Arbeitsaufträge >>
**1.** Erläutern Sie anhand des Textauszugs, weshalb die Rendite der zehnjährigen Treasurynote anstieg. Beschränken Sie sich auf ein bis drei Sätze.
**2.** Fassen Sie den Textauszug in zwei Sätzen zusammen.
**3.** Führen Sie den Textauszug über die Handelseinigung und den Renditeanstieg im Anschluss an seinen letzten Satz fort.

Handelseinigung erzeugt Renditedruck
Bei den Kapitalmarktteilnehmern hat die Aussicht auf eine Vereinbarung zur Abkehr von festverzinslichen Papieren geführt
In den Handels- und Zollstreit zwischen den USA und China kommt eine gewisse Entspannung. Die USA werden nun auf die für Dienstag angekündigte Anhebung von Strafzöllen auf chinesische Importe im Umfang von 250 Milliarden Us-dollar verzichten. Die beiden Länder haben sich auf ein Abkommen verständigt, das eine Zwischenlösung beinhaltet, aber bei den Kapitalmarktteilnehmern hat die Aussicht auf eine Vereinbarung unmittelbar zur deutlichen Abkehr von festverzinslichen Papieren geführt. So kam es schon am Donnerstag zu einem deutlichen Renditeanstieg bei der marktführenden zehnjährigen Treasurynote, die sich von der 1,55-Prozent-marke entfernte.
Die Verkaufswelle nahm direkt Fahrt auf, als sich die Spekulationen in Washington verdichteten. Am Freitag sprang die Effektivverzinsung um acht Basispunkte auf 1,74 Prozent an, als die beiden Handelsriesen mitteilten, man habe sich geeinigt.

Datensätze >>

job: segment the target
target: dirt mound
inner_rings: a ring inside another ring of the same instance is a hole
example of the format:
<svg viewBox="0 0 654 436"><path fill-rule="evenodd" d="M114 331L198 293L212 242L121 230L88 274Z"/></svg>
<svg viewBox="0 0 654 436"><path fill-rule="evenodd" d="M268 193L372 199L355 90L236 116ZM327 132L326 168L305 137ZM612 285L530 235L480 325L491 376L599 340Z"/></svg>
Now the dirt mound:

--

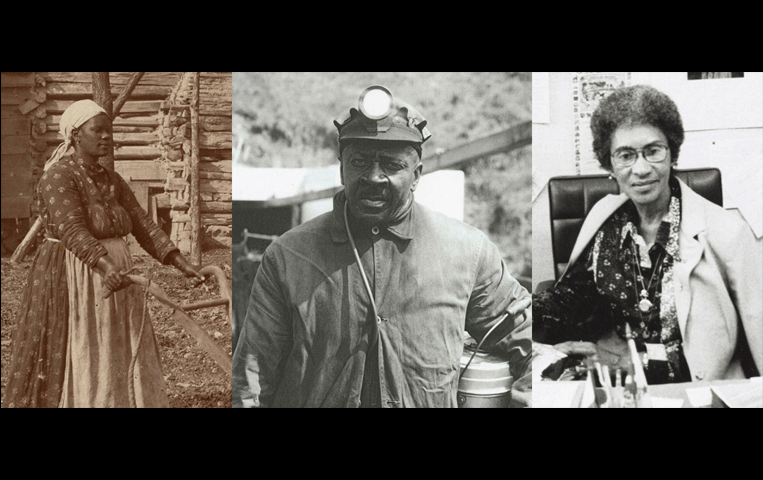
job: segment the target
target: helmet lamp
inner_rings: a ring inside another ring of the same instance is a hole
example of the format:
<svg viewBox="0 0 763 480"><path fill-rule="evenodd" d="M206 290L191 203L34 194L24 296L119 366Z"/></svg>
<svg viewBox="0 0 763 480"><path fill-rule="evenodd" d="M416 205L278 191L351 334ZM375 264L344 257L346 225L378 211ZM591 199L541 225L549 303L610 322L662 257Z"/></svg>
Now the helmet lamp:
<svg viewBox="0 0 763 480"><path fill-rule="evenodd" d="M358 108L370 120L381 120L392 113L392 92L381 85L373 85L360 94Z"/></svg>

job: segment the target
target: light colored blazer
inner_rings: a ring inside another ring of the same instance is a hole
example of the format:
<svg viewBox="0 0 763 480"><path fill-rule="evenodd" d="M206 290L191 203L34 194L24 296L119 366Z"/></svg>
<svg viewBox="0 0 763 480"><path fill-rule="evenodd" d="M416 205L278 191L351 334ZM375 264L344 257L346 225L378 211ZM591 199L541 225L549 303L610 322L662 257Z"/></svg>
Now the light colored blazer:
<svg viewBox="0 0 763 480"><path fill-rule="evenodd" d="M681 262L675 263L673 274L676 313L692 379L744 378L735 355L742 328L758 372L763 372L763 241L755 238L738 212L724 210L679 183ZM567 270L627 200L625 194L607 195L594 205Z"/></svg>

...

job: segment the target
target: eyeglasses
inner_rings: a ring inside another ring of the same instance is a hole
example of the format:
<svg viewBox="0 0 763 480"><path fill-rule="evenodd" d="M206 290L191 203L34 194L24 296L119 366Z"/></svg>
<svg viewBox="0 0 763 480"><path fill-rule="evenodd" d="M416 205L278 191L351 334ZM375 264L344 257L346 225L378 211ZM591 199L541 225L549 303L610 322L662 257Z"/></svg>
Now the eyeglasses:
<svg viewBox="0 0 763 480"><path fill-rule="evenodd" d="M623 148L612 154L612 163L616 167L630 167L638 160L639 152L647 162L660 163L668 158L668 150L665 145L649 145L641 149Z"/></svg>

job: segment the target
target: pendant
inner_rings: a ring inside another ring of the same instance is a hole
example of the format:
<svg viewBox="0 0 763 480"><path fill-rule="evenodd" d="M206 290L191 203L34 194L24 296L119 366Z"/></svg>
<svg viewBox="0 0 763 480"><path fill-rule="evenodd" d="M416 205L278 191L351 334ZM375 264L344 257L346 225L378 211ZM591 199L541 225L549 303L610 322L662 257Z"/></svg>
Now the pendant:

Lösungen >>
**1.** Die Aussicht auf eine Vereinbarung im Handelsstreit zwischen den USA und China führte bei den Kapitalmarktteilnehmern unmittelbar zu einer deutlichen Abkehr von festverzinslichen Papieren. So stieg die Rendite schon am Donnerstag deutlich. Am Freitag sprang sie um acht Basispunkte auf 1,74 Prozent, als beide Länder ihre Einigung mitteilten.

**2.** Die USA und China haben sich auf ein Abkommen mit einer Zwischenlösung verständigt, und die USA verzichten auf die angekündigte Anhebung von Strafzöllen auf chinesische Importe im Umfang von 250 Milliarden US-Dollar. Die Aussicht auf diese Vereinbarung führte zu einer deutlichen Abkehr von festverzinslichen Papieren, sodass die Rendite der zehnjährigen Treasurynote stieg und am Freitag um acht Basispunkte auf 1,74 Prozent sprang.

**3.**
„Die Investoren wenden sich schnell von Staatsanleihen ab, und kaufen lieber Aktien“so ein New Yorker Broker mit Blick auf die Einigung auf den Handelsdeal. In den beiden Ländern und in selektiven Volkswirtschaften war es monatelang zu einer Verlangsamung des Wirtschaftswachstums gekommen. Teilweise war der Trend auch ausschlaggebend für Konjunkturpessimismus und markant nachgebende Renditen.
Zuflucht in sichere Staatsanleihen
Das Augenmerk der Investoren war seit langer Zeit auf den Donnerstag gerichtet. War doch klar, würde der Abschluss nicht gelingen, müsse mit mehr drakonischen Zöllen und Gegenzöllen zu rechnen sein. Viele globale Anleger haben deshalb über einen langen Zeitraum in den sicheren Staatsanleihen Zuflucht gesucht. In den Kernmärkten Europas war die Rendite der wichtigen Benchmark bis auf -0,66 Prozent zurückgelaufen, in den USA hatte sie kurzzeitig die 1,44-Prozent-marke gestreift.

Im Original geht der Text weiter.